§ **Data supplied**
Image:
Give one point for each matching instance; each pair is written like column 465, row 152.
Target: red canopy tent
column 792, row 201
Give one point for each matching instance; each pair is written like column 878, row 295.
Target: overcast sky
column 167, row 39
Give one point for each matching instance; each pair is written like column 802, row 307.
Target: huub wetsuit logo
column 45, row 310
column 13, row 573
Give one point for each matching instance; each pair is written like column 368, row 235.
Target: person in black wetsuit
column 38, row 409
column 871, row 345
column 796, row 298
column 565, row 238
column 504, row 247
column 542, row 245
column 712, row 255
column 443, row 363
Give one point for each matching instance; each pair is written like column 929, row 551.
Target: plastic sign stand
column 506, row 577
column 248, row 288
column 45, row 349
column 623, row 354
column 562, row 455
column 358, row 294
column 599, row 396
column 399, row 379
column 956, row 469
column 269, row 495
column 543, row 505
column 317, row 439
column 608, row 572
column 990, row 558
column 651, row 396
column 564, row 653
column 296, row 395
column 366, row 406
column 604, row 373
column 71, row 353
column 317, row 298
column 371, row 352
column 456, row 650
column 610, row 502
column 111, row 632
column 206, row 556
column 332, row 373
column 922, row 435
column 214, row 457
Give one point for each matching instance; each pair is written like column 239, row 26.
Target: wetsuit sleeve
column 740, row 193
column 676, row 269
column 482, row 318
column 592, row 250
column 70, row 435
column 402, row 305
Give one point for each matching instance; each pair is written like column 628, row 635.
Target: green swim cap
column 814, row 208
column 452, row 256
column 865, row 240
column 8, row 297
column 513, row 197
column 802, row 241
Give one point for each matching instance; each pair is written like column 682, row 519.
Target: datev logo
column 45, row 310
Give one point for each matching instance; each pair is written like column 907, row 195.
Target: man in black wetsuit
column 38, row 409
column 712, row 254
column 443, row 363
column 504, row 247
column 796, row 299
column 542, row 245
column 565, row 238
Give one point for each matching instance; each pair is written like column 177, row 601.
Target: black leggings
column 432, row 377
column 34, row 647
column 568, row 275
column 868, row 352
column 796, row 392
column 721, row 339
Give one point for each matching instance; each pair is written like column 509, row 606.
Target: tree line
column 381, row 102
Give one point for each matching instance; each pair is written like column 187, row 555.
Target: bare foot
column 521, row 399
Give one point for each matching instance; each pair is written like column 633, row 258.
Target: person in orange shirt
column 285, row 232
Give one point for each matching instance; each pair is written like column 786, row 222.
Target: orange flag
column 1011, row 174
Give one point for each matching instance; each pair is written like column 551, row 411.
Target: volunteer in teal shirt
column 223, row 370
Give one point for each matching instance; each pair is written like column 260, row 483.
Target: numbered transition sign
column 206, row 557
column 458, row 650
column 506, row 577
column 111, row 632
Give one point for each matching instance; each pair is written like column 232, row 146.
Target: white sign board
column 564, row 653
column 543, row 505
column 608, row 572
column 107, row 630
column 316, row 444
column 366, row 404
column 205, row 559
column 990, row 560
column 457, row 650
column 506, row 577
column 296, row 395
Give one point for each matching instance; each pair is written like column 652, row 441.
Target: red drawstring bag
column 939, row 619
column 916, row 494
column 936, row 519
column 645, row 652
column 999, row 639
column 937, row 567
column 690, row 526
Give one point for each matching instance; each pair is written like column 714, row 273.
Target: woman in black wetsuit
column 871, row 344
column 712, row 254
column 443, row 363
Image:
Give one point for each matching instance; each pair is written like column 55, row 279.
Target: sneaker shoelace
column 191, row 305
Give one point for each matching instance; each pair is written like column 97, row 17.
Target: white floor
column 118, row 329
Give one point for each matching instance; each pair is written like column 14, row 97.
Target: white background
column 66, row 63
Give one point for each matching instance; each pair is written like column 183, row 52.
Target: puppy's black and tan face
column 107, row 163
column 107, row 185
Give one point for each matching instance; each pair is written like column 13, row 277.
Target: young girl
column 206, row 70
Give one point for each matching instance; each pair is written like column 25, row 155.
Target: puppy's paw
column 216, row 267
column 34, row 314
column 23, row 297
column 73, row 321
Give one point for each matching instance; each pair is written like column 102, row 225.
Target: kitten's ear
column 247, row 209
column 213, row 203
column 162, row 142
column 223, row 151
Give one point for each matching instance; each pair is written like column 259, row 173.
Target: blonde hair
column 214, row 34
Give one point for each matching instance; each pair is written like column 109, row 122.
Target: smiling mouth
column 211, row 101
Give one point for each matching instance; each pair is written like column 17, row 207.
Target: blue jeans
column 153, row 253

§ **Task goal**
Reproduce all of the rows above, substituting "Place one point" for every occurrence of "Give one point" and leaving everything else unchanged.

§ **The output**
Image:
Place one point for each matching instance; each pair is written like column 465, row 152.
Target: red canopy tent
column 792, row 201
Place one point for each matching instance; each pair is written like column 878, row 295.
Target: overcast sky
column 167, row 39
Place one point for each matching instance; each pair is written like column 802, row 307.
Target: huub wetsuit logo
column 45, row 310
column 13, row 573
Place one point for each matching instance; each pair is written like column 368, row 235.
Target: person in black wetsuit
column 38, row 409
column 871, row 345
column 796, row 298
column 565, row 238
column 504, row 247
column 542, row 245
column 712, row 255
column 443, row 363
Place one point for each matching instance; each pair is written like column 929, row 551.
Target: plastic sign stand
column 506, row 577
column 248, row 288
column 45, row 349
column 623, row 354
column 562, row 455
column 358, row 294
column 599, row 396
column 399, row 379
column 956, row 469
column 269, row 495
column 543, row 505
column 317, row 439
column 608, row 572
column 990, row 558
column 651, row 396
column 564, row 653
column 296, row 395
column 366, row 406
column 604, row 373
column 71, row 353
column 317, row 298
column 371, row 352
column 456, row 650
column 610, row 502
column 111, row 632
column 206, row 556
column 332, row 373
column 922, row 435
column 214, row 457
Place one point for each matching instance; each pair is written like column 239, row 26.
Target: wetsuit sleeve
column 740, row 193
column 676, row 269
column 482, row 318
column 592, row 250
column 70, row 435
column 402, row 305
Place one point for each matching instance; each pair is written like column 628, row 635.
Target: green swim cap
column 814, row 208
column 452, row 256
column 865, row 240
column 8, row 297
column 513, row 197
column 802, row 241
Place one point for each matching instance; each pair is written like column 682, row 519.
Target: datev logo
column 45, row 310
Place one point for each matching instance; each pair is written like column 907, row 195.
Target: man in black wetsuit
column 38, row 409
column 712, row 254
column 443, row 363
column 504, row 247
column 796, row 299
column 542, row 245
column 565, row 238
Place one point for each matching instance; each pair is written like column 177, row 601.
Target: black leggings
column 432, row 377
column 34, row 647
column 568, row 275
column 868, row 352
column 796, row 392
column 721, row 339
Place one point for each matching instance; each pair is written like column 509, row 606.
Target: tree line
column 381, row 102
Place one point for each matching instance; each pair is written like column 187, row 555.
Target: bare foot
column 521, row 399
Place one point for each matching instance; each pair is written like column 633, row 258.
Target: person in orange shirt
column 285, row 232
Place one point for each matching instance; each pair is written like column 786, row 222.
Target: orange flag
column 1011, row 174
Place one point for each matching instance; each pair is written like column 551, row 411.
Target: volunteer in teal shirt
column 223, row 370
Place one point for each matching instance; each pair is written like column 260, row 483.
Target: numbered transition sign
column 206, row 557
column 458, row 650
column 506, row 577
column 111, row 632
Place one point for each matching instance; each pair is written like column 232, row 146.
Target: white sign board
column 564, row 653
column 543, row 505
column 608, row 572
column 107, row 630
column 316, row 444
column 366, row 404
column 205, row 559
column 990, row 560
column 457, row 650
column 506, row 577
column 296, row 395
Place one point for each matching instance; each pair is written like column 652, row 441.
Target: red drawstring bag
column 939, row 619
column 916, row 494
column 936, row 519
column 645, row 652
column 999, row 639
column 937, row 567
column 690, row 526
Place one point for each matching instance; each pair is written like column 714, row 273.
Target: woman in black wetsuit
column 871, row 344
column 712, row 254
column 443, row 363
Image:
Place one point for each matching instance; each pair is written like column 55, row 279.
Target: sneaker shoelace
column 191, row 305
Place one point for each matching instance; each pair is written like column 97, row 17.
Target: white floor
column 118, row 329
Place one point for each matching instance; each pair is written like column 14, row 97.
Target: white background
column 66, row 63
Place one point for each matching instance; each pair is written like column 183, row 52.
Target: puppy's black and tan face
column 107, row 163
column 107, row 185
Place one point for each matching instance; each pair is written like column 13, row 277.
Target: young girl
column 206, row 70
Place one point for each matching instance; each pair is written like column 25, row 155.
Target: puppy's paw
column 216, row 267
column 34, row 314
column 23, row 297
column 73, row 321
Place one point for each matching instance; each pair is written like column 102, row 225.
Target: kitten's ear
column 247, row 209
column 213, row 203
column 162, row 142
column 223, row 151
Place one point for each matching instance; each pair is written like column 259, row 173.
Target: blonde hair
column 214, row 34
Place one point for each matching instance; each pair is written like column 109, row 122.
Target: smiling mouth
column 211, row 101
Place one point for each matching instance; each pair is written like column 17, row 207.
Target: blue jeans
column 153, row 253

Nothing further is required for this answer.